→ **Extracted records**:
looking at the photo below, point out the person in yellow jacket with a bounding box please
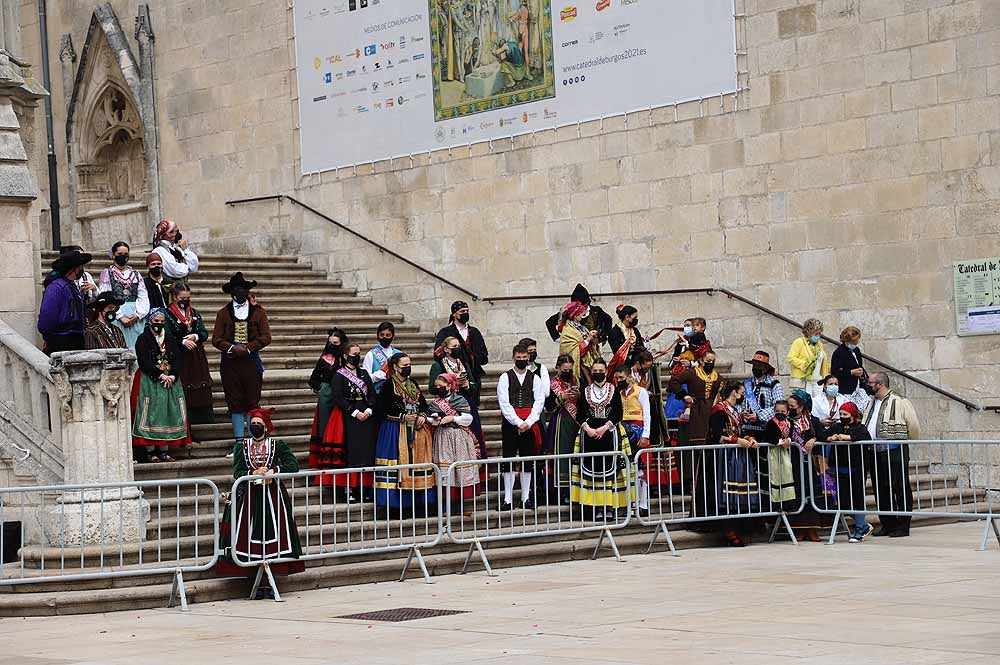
[786,318,830,400]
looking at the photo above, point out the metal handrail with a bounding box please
[226,194,480,301]
[221,198,980,411]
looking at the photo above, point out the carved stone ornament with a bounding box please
[98,368,127,418]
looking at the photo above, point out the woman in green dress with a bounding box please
[218,408,303,596]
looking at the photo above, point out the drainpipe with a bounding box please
[37,0,61,249]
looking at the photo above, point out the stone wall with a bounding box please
[19,1,1000,437]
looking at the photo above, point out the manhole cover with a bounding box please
[337,607,468,622]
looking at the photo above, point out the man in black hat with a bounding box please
[741,350,785,441]
[211,272,272,448]
[38,248,92,355]
[49,245,99,304]
[544,283,613,344]
[85,292,127,350]
[434,300,488,405]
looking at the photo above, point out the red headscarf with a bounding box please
[153,219,178,243]
[838,401,861,422]
[247,407,276,433]
[438,372,461,394]
[145,252,162,266]
[557,301,588,332]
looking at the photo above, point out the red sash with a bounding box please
[514,407,543,453]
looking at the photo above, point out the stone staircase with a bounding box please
[3,252,987,616]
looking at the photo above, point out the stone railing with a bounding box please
[0,319,63,487]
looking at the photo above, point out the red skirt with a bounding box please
[307,405,372,487]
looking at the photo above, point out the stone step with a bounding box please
[205,353,437,370]
[40,252,305,265]
[196,294,374,306]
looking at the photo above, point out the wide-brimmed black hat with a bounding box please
[51,247,92,273]
[87,291,126,310]
[745,350,776,374]
[221,272,257,294]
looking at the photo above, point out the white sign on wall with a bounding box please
[293,0,737,174]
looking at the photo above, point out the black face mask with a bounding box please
[114,254,129,267]
[457,312,470,324]
[788,407,798,417]
[514,359,529,370]
[449,347,461,358]
[752,367,765,379]
[232,293,248,305]
[703,362,715,371]
[379,337,393,348]
[862,383,876,396]
[631,318,639,327]
[528,351,537,363]
[399,366,412,378]
[736,396,745,405]
[346,354,361,367]
[150,323,164,334]
[177,299,190,309]
[559,371,573,382]
[327,342,342,355]
[591,373,607,384]
[431,386,449,397]
[840,417,852,426]
[775,413,788,421]
[249,423,266,439]
[149,267,162,277]
[103,311,117,323]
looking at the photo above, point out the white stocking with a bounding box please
[503,472,515,504]
[520,471,532,503]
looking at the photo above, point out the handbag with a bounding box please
[879,399,910,441]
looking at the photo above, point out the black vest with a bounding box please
[506,369,536,408]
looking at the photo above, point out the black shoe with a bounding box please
[347,491,360,504]
[501,500,514,510]
[888,530,910,538]
[637,507,649,518]
[522,498,535,510]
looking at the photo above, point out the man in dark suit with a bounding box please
[434,300,488,406]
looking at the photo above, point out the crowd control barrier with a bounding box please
[635,443,808,554]
[227,464,444,599]
[808,439,1000,548]
[445,452,634,575]
[0,478,219,610]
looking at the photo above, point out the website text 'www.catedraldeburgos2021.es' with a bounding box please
[562,47,648,74]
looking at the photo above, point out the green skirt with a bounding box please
[131,371,191,446]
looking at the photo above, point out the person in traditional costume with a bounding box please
[97,242,149,349]
[763,400,797,518]
[824,401,874,543]
[38,248,91,355]
[85,292,127,350]
[429,335,487,464]
[166,284,214,426]
[434,301,488,405]
[571,359,636,520]
[428,372,482,512]
[151,219,199,284]
[771,389,828,542]
[692,380,759,547]
[497,344,546,509]
[669,317,713,374]
[131,308,191,463]
[520,337,550,397]
[740,351,783,512]
[558,301,601,383]
[608,304,645,375]
[48,245,99,305]
[545,283,612,346]
[668,350,722,489]
[212,272,272,449]
[786,318,830,400]
[546,355,581,505]
[307,327,349,488]
[144,253,173,310]
[363,321,400,394]
[631,351,677,492]
[374,353,436,515]
[328,343,378,501]
[218,408,303,597]
[614,366,650,517]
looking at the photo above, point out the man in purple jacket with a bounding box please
[37,248,92,355]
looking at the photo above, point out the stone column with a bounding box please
[45,349,148,545]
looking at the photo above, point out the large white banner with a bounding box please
[294,0,736,174]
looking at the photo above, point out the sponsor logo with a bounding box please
[435,126,446,143]
[353,48,362,58]
[412,52,425,60]
[326,54,343,64]
[356,105,369,113]
[364,44,377,56]
[560,6,577,21]
[349,0,356,10]
[398,75,412,84]
[352,87,367,93]
[374,101,382,109]
[346,69,357,76]
[374,61,382,70]
[319,7,330,16]
[336,72,344,80]
[412,35,425,43]
[588,31,604,43]
[561,39,579,48]
[380,41,396,50]
[313,95,327,102]
[400,35,407,49]
[384,79,394,86]
[613,22,632,36]
[522,112,529,123]
[415,72,427,80]
[313,57,322,70]
[596,0,610,10]
[414,92,428,99]
[386,59,394,68]
[324,72,332,83]
[360,0,368,8]
[372,81,379,92]
[397,95,407,106]
[386,98,395,107]
[332,91,347,97]
[398,57,410,64]
[622,0,639,5]
[480,121,493,130]
[562,75,585,85]
[544,108,557,119]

→ **Goal of the exercise**: Return all the material exactly, pictures excluded.

→ **Exercise result**:
looking at the photo below, point out the person in yellow jacket with a bounding box please
[786,318,830,400]
looking at the photo above, point out the metal handrail with a bounding box please
[226,194,480,301]
[221,198,980,411]
looking at the photo above, point out the carved stone ornament with a bounding box please
[98,368,127,418]
looking at the photo above, point out the woman in green dress with a bounding box please
[218,408,303,596]
looking at the photo above, point out the drainpipe with a bounding box please
[37,0,61,249]
looking at the photo above, point out the stone wall with a bounding box please
[19,1,1000,437]
looking at the photo above, point out the manhole cover with a bounding box please
[337,607,468,622]
looking at the photo above, point out the man in black hat with a bounding box please
[741,350,785,441]
[211,272,272,448]
[38,248,92,355]
[49,245,99,304]
[544,283,613,344]
[85,292,127,350]
[434,300,488,405]
looking at the photo above, point out the red headscarf with a bounding box please
[153,219,178,243]
[838,401,861,422]
[247,407,276,433]
[438,372,461,394]
[145,252,162,266]
[557,301,588,332]
looking at the photo above, point out the red sash with a bounding box please
[514,407,543,453]
looking at the photo above, point out the stone staircase with a bounding box please
[3,252,987,616]
looking at the photo above, point out the stone railing with a bounding box please
[0,319,63,487]
looking at the photo above, point out the red skirt with a bounding box please
[307,405,372,487]
looking at the photo above, point out the stone step with a bounding box please
[205,353,437,370]
[40,252,305,265]
[196,294,374,306]
looking at the photo above, point out the wide-brimmed black hat with a bounding box please
[51,247,92,273]
[87,291,126,310]
[745,350,776,374]
[221,272,257,294]
looking at the photo above, point out the white sign on wall with a bounding box please
[293,0,737,174]
looking at the photo above, point out the black face mask with a bounding box please
[114,254,129,267]
[457,312,470,324]
[788,407,798,417]
[514,359,529,370]
[449,347,461,358]
[752,367,765,379]
[232,293,248,305]
[703,362,715,371]
[379,337,393,348]
[862,383,876,396]
[631,318,639,327]
[528,351,537,363]
[399,366,412,378]
[736,396,745,405]
[346,354,361,367]
[150,323,164,334]
[177,299,190,309]
[559,371,573,382]
[327,342,342,355]
[591,373,607,384]
[431,386,449,397]
[840,417,852,426]
[775,413,788,421]
[249,423,266,439]
[149,267,162,277]
[103,311,117,323]
looking at the photo above, point out the white stocking with a bounding box please
[503,472,515,504]
[520,471,532,503]
looking at the photo above, point out the handbag with a bounding box please
[879,399,910,441]
looking at the photo above, point out the black vest with a bounding box please
[506,369,536,408]
looking at the photo above, point out the black shoe with a bounding box please
[347,491,360,504]
[501,500,514,510]
[888,530,910,538]
[637,507,649,518]
[522,498,535,510]
looking at the photo above, point out the man in dark suit with a bounding box please
[434,300,488,406]
looking at the photo above, point out the crowd control barrier with a bounding box please
[635,443,808,554]
[227,464,444,599]
[808,439,1000,548]
[445,452,634,575]
[0,478,219,610]
looking at the photo above, point out the website text 'www.catedraldeburgos2021.es' with a bounding box please
[562,47,648,74]
looking at the photo above, point out the green skirt with a bounding box please
[131,371,191,446]
looking at the photo above, point out the person in traditional costume with a bounding box please
[97,242,149,349]
[763,400,797,518]
[824,401,874,543]
[38,248,91,355]
[85,292,127,350]
[429,335,487,464]
[166,284,214,426]
[434,301,488,405]
[571,359,636,520]
[428,372,482,512]
[151,219,199,284]
[771,389,828,542]
[692,380,759,547]
[497,344,546,509]
[669,317,713,374]
[131,308,191,463]
[520,337,550,397]
[740,351,783,512]
[558,301,601,383]
[608,304,645,375]
[48,245,99,305]
[545,283,612,346]
[668,350,722,489]
[212,272,272,449]
[786,318,830,400]
[546,355,581,505]
[307,327,349,488]
[144,253,173,310]
[363,321,400,394]
[631,351,677,492]
[374,353,436,515]
[328,343,378,501]
[218,408,303,597]
[614,366,650,517]
looking at the photo above, point out the man in purple jacket with a bounding box please
[37,248,92,355]
looking at the photo above, point out the stone column with a bounding box please
[45,349,148,545]
looking at the photo above, point out the large white banner with a bounding box please
[294,0,736,174]
looking at the photo above, point out the sponsor logo with a bounding box please
[435,126,446,143]
[353,48,362,58]
[412,52,425,60]
[326,54,343,64]
[356,105,369,113]
[364,44,377,56]
[560,6,577,21]
[349,0,356,10]
[398,75,412,84]
[352,87,367,93]
[374,101,382,109]
[346,69,357,76]
[374,61,382,70]
[319,7,330,16]
[336,72,344,80]
[412,35,425,43]
[588,31,604,43]
[561,39,579,48]
[380,41,396,50]
[313,95,327,102]
[400,35,407,49]
[384,79,394,86]
[613,22,632,36]
[522,112,529,123]
[415,72,427,80]
[313,57,322,70]
[596,0,610,10]
[414,92,428,99]
[386,59,394,68]
[324,72,332,83]
[360,0,368,8]
[372,81,379,92]
[397,95,407,106]
[386,98,395,107]
[332,91,347,97]
[398,57,410,64]
[622,0,639,5]
[480,121,493,130]
[562,75,585,85]
[544,108,557,119]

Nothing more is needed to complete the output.